**Task to complete:** From the records below, transcribe exactly the lines that begin at the line with "Target: bare dirt field" and end at the line with "Target: bare foot", both included.

**Referring expression data:**

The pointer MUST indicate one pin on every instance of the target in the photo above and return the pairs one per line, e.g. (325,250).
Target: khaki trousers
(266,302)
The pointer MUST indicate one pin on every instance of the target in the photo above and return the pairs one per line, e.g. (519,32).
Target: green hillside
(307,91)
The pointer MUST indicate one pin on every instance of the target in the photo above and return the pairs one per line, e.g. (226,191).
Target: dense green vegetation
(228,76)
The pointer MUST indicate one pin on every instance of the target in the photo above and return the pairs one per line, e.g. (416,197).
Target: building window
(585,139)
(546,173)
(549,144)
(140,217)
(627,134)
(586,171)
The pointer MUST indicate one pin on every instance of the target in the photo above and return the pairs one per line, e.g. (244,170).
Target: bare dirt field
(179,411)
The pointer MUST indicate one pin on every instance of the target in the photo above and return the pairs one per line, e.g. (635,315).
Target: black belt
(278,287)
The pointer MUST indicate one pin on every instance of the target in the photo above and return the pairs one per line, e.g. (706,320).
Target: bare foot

* * *

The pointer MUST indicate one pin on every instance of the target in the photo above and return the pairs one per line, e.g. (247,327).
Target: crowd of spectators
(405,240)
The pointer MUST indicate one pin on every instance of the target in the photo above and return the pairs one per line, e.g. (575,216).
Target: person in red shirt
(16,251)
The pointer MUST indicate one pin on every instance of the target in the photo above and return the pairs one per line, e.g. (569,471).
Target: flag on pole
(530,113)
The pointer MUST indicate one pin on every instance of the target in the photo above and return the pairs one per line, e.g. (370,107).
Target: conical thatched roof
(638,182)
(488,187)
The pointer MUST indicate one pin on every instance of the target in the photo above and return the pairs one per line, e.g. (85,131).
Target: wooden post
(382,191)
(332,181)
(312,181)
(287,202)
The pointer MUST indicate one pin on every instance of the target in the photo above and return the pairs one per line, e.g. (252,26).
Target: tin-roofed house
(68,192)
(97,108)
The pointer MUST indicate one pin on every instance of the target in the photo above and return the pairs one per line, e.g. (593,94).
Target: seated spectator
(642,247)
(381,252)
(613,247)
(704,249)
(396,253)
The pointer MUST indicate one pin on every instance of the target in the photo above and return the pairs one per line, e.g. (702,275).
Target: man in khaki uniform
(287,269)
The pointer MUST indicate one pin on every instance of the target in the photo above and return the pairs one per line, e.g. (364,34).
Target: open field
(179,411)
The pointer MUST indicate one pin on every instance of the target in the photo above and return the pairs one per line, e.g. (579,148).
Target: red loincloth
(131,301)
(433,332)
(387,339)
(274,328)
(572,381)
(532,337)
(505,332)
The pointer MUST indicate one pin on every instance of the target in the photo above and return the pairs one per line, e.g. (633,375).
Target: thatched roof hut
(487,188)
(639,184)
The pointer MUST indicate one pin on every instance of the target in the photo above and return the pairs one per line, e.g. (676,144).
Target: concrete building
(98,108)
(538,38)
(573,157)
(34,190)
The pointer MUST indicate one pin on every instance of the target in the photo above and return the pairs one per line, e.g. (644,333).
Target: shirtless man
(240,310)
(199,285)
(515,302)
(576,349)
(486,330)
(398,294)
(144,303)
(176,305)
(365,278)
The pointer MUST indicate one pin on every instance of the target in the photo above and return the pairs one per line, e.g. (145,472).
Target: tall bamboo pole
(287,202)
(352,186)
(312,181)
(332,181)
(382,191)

**Answer to the problem:**
Target: bare dirt field
(179,411)
The pointer MUST indicate one pin on every instance of the target in the photo above and return the pairs one per line, e.g. (635,315).
Target: black belt
(278,287)
The pointer MUST indicate one pin on every instance of the target in the photo above and return the pairs one per line, e.g. (706,320).
Target: bare foot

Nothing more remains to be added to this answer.